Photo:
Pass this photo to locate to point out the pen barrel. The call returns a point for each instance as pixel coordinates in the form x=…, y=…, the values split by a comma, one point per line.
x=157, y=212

* * *

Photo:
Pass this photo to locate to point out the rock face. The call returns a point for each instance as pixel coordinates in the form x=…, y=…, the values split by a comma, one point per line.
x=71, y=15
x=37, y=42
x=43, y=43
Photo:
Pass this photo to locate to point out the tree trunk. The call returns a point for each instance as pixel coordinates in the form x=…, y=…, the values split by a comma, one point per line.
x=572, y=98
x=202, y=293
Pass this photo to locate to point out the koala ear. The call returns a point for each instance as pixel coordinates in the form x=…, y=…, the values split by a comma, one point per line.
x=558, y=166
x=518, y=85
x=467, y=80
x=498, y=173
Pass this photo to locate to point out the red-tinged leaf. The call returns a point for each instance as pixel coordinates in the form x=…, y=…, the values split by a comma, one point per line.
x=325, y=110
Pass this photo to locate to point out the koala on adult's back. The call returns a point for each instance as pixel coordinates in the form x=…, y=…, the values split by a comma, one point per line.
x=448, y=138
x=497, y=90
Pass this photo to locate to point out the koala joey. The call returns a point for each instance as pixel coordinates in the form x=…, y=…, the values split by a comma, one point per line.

==

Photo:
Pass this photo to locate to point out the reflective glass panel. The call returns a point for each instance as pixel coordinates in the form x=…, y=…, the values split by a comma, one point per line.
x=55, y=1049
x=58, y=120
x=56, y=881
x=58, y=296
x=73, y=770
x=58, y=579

Problem to solve: All lines in the data above from the one with "Pass this photo to locate to point out the koala ear." through the one with "Pass this photo to locate to point out the koala joey." must be repeated exactly, and no others.

Result of the task:
Pass this photo to locate to point out the koala ear. The call returns a point for each instance as pixel coordinates in the form x=…, y=…, the values split by a comma, one point per line.
x=558, y=166
x=518, y=85
x=467, y=80
x=498, y=173
Pass this photo to locate to point out the red-tinged leaf. The call returns a point for each instance as pixel coordinates in the form x=…, y=…, the values split by a comma, one point per line.
x=325, y=110
Pass this photo to locate to point out the koala on adult's back. The call returns a point for each instance as pixel coordinates in the form x=…, y=…, the values split by a comma, one point per line.
x=448, y=138
x=497, y=90
Pass this photo to locate to point out the koala joey. The call returns a point for each instance as pixel coordinates in the form x=…, y=…, the values split by a comma, one point per line.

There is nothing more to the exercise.